Challenge:
Answer these questions from the forum thread on Canon wide-angle zooms below:
(a) For what share of the time does Sabaki expect to use the lens for landscapes and star trails on a tripod?
(b) Which source mentioned a possible 16-35mm f/2.8 L mkiii?
(c) Which brand does sunnyVan suggest considering?

Given passage:

::::::::::

# Canon EF 16-35mm f/4.0 IS L vs f/2.8 Mkiii?



## Sabaki (Jul 11, 2015)

Hi everyone 

I'm definitely picking up a full frame body soon but I am struggling to work out which wide angle zoom to buy. 

I was having a hard look at the 11-24mm but felt that the price, the f/4.0 aperture and my ability to use the 11mm range effectively puts it out of the running for me. 

I am very interested in the 16-35mm mkii though as I am very impressed with the sharpness across the frame, as well as the punchy contrast. 

I will be using this 99.9% of the time for landscapes and star trails on tripod but I do have a concern about the largest aperture of f/4.0. All my experience with star trails says 'go to f/2.8' and I'm unsure if f/4.0 will be unsuitable for star trails. 

Canon Rumors made mention of a possible 16-35mm f/2.8 L mkiii and if this lens offers the same IQ as the f/4.0, I'll jump on it in a flash. 

As you guys can see, I'm aiming for a lens that doesn't exist, worried about the aperture of the f/4.0 version and dismissive of the 11-24. Anybody willing to offer me some good advise or experiences of their own that may help me make up my mind please? 

T.I.A.


----------



## sunnyVan (Jul 11, 2015)

If I was in your situation I might consider Tamron. Three price for their 2.8 version is very attractive and an extra 1mm is very nice bonus. I would use it for a year or two. If by then Canon has an updated 2.8, the price will have come down a little bit and I'd sell the tamron.


----------



## pwp (Jul 12, 2015)

::::::::::

Supplied material:
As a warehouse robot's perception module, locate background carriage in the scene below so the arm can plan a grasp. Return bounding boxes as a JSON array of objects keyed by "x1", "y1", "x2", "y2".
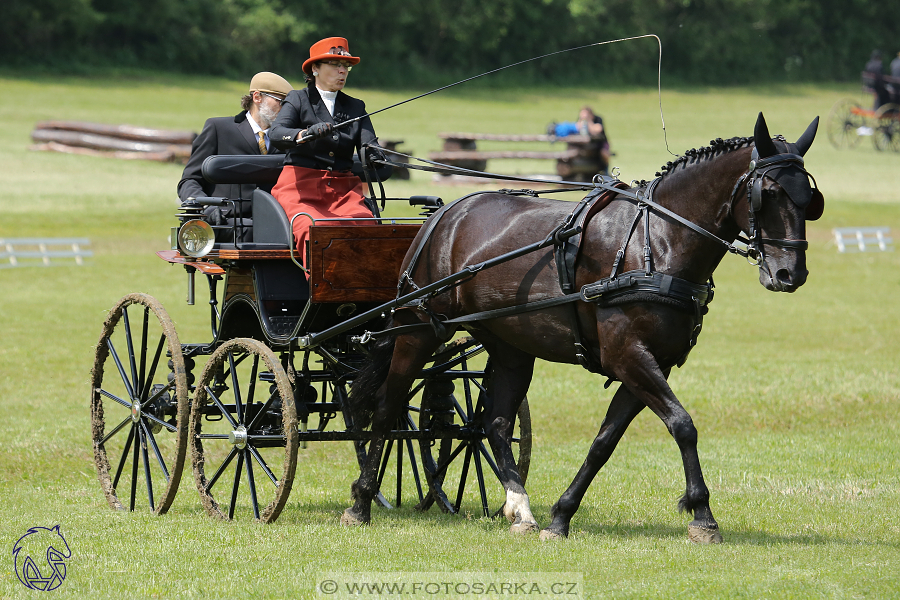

::::::::::

Full answer:
(a) 99.9% of the time.
(b) Canon Rumors.
(c) Tamron.